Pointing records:
=====
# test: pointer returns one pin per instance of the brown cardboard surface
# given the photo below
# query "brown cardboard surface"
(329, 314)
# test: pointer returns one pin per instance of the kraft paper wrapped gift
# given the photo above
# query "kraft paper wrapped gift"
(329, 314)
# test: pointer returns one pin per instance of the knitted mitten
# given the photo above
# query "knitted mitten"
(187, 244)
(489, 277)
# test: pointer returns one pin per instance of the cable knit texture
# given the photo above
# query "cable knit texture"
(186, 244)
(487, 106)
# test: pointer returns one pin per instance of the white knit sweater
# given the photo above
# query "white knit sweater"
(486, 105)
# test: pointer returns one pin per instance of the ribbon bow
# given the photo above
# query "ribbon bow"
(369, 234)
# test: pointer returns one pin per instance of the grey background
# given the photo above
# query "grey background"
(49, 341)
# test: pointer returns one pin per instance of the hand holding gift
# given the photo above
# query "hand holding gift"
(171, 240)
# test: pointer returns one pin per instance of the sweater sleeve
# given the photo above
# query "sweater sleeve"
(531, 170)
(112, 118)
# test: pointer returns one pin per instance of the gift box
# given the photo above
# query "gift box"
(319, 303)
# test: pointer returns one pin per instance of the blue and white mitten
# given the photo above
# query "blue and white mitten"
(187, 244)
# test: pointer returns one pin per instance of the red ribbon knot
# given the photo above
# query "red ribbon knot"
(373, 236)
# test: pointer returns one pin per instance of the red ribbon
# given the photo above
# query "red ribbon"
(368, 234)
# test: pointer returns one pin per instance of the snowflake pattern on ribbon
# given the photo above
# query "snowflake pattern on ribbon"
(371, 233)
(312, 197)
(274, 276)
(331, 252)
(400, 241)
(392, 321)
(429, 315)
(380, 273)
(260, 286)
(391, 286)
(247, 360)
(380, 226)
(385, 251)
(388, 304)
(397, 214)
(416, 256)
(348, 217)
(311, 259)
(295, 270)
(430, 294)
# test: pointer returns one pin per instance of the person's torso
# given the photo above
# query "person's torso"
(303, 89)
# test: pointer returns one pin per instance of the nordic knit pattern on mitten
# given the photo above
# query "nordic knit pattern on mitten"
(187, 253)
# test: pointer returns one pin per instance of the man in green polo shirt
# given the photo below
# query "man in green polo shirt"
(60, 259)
=====
**Stated problem**
Reproduce all of the data above verbatim, keeping every line in its original order and form.

**Written response**
# test: pointer returns one pin per instance of the brown cardboard surface
# given the photo below
# query "brown cardboard surface"
(329, 314)
# test: pointer returns one pin per instance of the kraft paper wrapped gift
# given the photo above
# query "kraft paper wrapped gift"
(329, 314)
# test: pointer returns one pin per instance of the knitted mitten
# given the photo above
# query "knitted mitten"
(187, 244)
(489, 277)
# test: pointer returns one pin per instance of the cable knit texture
# given the photo above
# query "cable knit texture"
(186, 244)
(487, 106)
# test: pointer returns one pin per instance of the white knit sweater
# given the photo above
# query "white knit sweater"
(486, 105)
# test: pointer returns one pin per instance of the ribbon bow
# given the photo above
# query "ribbon bow"
(369, 234)
# test: pointer returns one pin per instance of the grey background
# given the photo above
# query "grey background"
(49, 341)
# test: pointer returns one pin per instance of the hand holding gift
# given the photo above
# query "hand holding gift"
(171, 240)
# test: pointer returns one pin per instance of the sweater sleeve
# given the photo above
# query "sweater sleeve"
(531, 170)
(112, 118)
# test: pointer returns one pin per instance of the gift box
# given the photo above
# query "gift box"
(319, 303)
# test: pointer returns one pin per instance of the blue and white mitten
# given the photo above
# query "blue and white mitten"
(187, 244)
# test: pointer returns one pin per instance of the red ribbon knot
# given the photo above
# query "red ribbon knot"
(373, 236)
# test: pointer returns one pin per instance of the red ribbon
# given the photo above
# query "red ribbon"
(368, 234)
# test: pointer returns one pin per instance of the snowflake pattern on ribbon
# given the photo above
# query "snowflake pattern on ribbon"
(371, 233)
(312, 197)
(274, 276)
(331, 252)
(400, 241)
(392, 321)
(429, 315)
(380, 273)
(260, 286)
(391, 286)
(247, 360)
(380, 226)
(385, 251)
(388, 304)
(397, 214)
(416, 256)
(348, 217)
(311, 259)
(295, 270)
(430, 294)
# test: pointer returns one pin per instance of the person's torso
# given the photo above
# query "person's torso"
(303, 89)
# test: pointer returns one pin per instance of the nordic knit pattern on mitten
# given the photo above
# query "nordic knit pattern on mitten"
(187, 253)
# test: pointer returns one pin per instance of the man in green polo shirt
# given the photo below
# query "man in green polo shirt"
(60, 259)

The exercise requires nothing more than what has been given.